### DOCUMENT PASSAGE
=== Section Start ===
Home maintenance and repairs
According to the Social Security Administration, the average 65-year old man today will live to age 84. The average 65-year old woman will live to age 86.5. If you retire at 65, it’s a good bet you’ll have to replace at least one more roof, one more air-conditioner or heat pump, and a few more water heaters, appliances, etc. What other home repairs or maintenance will you have to pay for? What will inflation do to the cost of repairs and maintenance over 10 or 20 years?
Unfortunately, medical insurance isn’t what it used to be. Unless you have VA benefits, Tricare, or unusually good medical benefits, you need to plan for future medical costs.
Even if you’re on Medicare and have a great supplemental policy, you can still get hit with out-of-pocket costs that can add up fast. It’s not unusual for seniors to incur large out of pocket costs for copays and specialized treatments and prescriptions. Medicare doesn’t cover dental care or hearing aids, which can cost thousands.
I once worked with a client who specifically sought a reverse mortgage to cover future long-term care expenses. This is a good strategy because it’s been said that the last six months of your life will likely be the most expensive. In-home or nursing home care can cost $5,000 to $15,000 per month in today’s dollars. Such costs can wipe out a good-sized retirement nest egg in a very short period of time. I once worked with a gentleman who drained a $400,000 retirement account on medical costs for his critically-ill wife.
We all know the cost of everything goes up over time due to inflation. Life is not as cheap as it used to be years ago because our dollars don’t go as far as they used to. You might have noticed in the video that a Rooty Tooty breakfast back in the early 1990s was only $3.99. It costs about triple that amount today.
If you retire at age 65, you could be retired for another 20 years. You may be financially comfortable today, but what will the cost of living be in 20 years? I’ve talked with many seniors over the years who have felt the pinch of inflation. They were very comfortable when they first retired, but inflation has since eroded their purchasing power and now they’re barely getting by.
Sequence risk (or sequence of returns risk) can be a huge retirement account killer. If you’re reliant on income from IRAs, 401(k)s, etc., and the stock market declines early in retirement, you could be forced to sell shares into a a declining market. This increases the risk you’ll drain your retirement assets much faster than planned.
=== Section End ===
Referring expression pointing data
=== Section Start ===
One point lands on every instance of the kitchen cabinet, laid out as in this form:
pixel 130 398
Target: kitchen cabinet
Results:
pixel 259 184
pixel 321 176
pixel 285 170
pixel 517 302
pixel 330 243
=== Section End ===
### WORK ITEM
List every dollar amount that appears in the retirement costs passage. The rows are separate material and have no connection to the retirement costs passage.

### TASK ANSWER
$5,000, $15,000, $400,000, $3.99